▶ **EXERCISE SET**:
1. In the blog passage about being unemployed, which two shows does the writer find it hard to choose between on Soap Net?
2. Write a continuation of the blog passage about being unemployed, starting right after its last sentence.

▶ **DOCUMENT PASSAGE**:
══════════
Step 2: Take a shower as soon as you get up - I know, tough. But worth it, because you can do nothing the entire day and still feel like you accomplished something.

Step 3: Only allow yourself one TV show on Soap Net a day - Tough to choose between 90210 or the OC ... but again, necessary.

Step 4: Set one goal - Was it the shower? Great! To read the entire A section of the newspaper? Great! (Note: This was just to prove to my mother that I did something that day)

Step 5: Visit people - At least once a week. Catching up/meeting new people can feel like a new job; a nice 10-hour-a-week part-time job that mostly involves booze.

So in an effort to reclaim a sense of purpose, this morning I got up early (Step 1: check!), after my usual fitness class with my sister-in-law, I took a shower (Step 2: check!), and came back to da club to "get some work done" in my father-in-law's office (Step 4: check! check! check!).

At first, this was just because neither of the laptops at home have Microsoft Word and how am I supposed to "work" without Word? But after about five minutes of "working" I couldn't get the Word to work here either so I've spent the last hour reading blogs, chatting to people with jobs on Twitter, and smiling at people from behind the desk.

The reason "working" is in quotations is because I've pretty much reached the end of my rope of non-productivity. And even though I'm not really working, per say, it does a lot for the self esteem to call looking for jobs "working."

So when I got up this morning, I casually announced to the house that I would be going to the club "to get some work done," and it felt great. I think from now on, or at least until I find some gainful employment, everything that requires any effort at all will be referred to as "work."

Catching up on the New Yorker is now "catching up on some work." Looking at some blogs? "Looking at work." Putting on my pants? "Working really hard."

It's a new week, everyone. Let's get some clothes on and do some shit!

Friday, January 8, 2010

Party in the U.S.A.!!!!!1!

I had quite a few things I had planned on talking about today. Like people who fly first class. And my obsession with little black children with funky hair. And anal bleaching.

But then I took a little trip over to LiveIt, LuvIt and that all went out the window when I saw this:



And THAT is just the greatest thing I've seen all week. Happy Friday, to all. And to all a drunk night.

Thursday, January 7, 2010

On my current state of unemployment (part 2)

Technically, I haven't been working since the middle of December, but it's taken until this week for me to feel actually unemployed. Now that the holidays are officially over and the move has actually happened, I have a bit of something I haven't had in a very long time. It's called free time. Perhaps you've heard of it?

If this "unemployment" happened to fall over any of the summer months, I'd be in heaven. It would be like vacation, and I'd spend every day on the beach, loving every second of every day and tipping my sunglasses at the poor bastards that had to put on clothes and go to work every day.

But it's January. And in case you've never been here, January in New England is about as cold as what I consider Antarctica would be. Probably. To me, anyway. I try to limit my time outside to time to and from the car door. If I can help it, I won't even go outside once the sun has set because are you CRAZY? It's FREEZING out there.
══════════
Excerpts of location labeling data
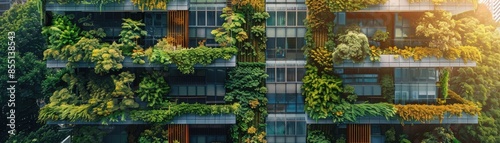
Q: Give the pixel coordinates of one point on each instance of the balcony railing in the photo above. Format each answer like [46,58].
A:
[448,119]
[399,61]
[404,5]
[127,62]
[182,119]
[126,6]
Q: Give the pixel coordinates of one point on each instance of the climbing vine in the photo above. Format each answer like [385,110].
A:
[153,88]
[424,113]
[185,59]
[246,87]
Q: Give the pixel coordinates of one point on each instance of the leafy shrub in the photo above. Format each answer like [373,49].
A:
[352,46]
[108,57]
[153,88]
[317,136]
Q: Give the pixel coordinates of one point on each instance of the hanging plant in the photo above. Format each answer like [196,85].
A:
[108,57]
[151,4]
[232,30]
[129,36]
[152,89]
══════════
▶ **ANSWER LIST**:
1. 90210 and the OC.

2.
Don't get me wrong, I'm not complaining. I've been filling my free time with fitness classes down at the club while B works, and while that has resulted in me living in a constant state of soreness, I feel like as soon as I regain full use of my arms, I'll be able to punch B in the face harder than ever before. I bet I could even out ninja a ninja right now. Maybe even two at the same time. HEY-YO THAT'S WHAT SHE SAID.

But besides all the working out, as I said yesterday, free time has also given me a chance for a bit of thinking, as I mentioned. Recently though, the things that have popped into my head have started to concern me. Things that, under normal circumstances, would horrify me. Things that, under normal circumstances, I would judge people for, take one look at them, and write them off as baseless, classless, and probably high.

Without further ado, the top ten reasons I know I need to get a job, and get a job quickly.

1. "I could really use a good pair of slippers."
2. "I wonder where I could get a bath robe. Then I wouldn't even have to put pants on to go downstairs."
3. "8:30 already? I guess I should get up."
4. "I could totally get away without putting a bra on."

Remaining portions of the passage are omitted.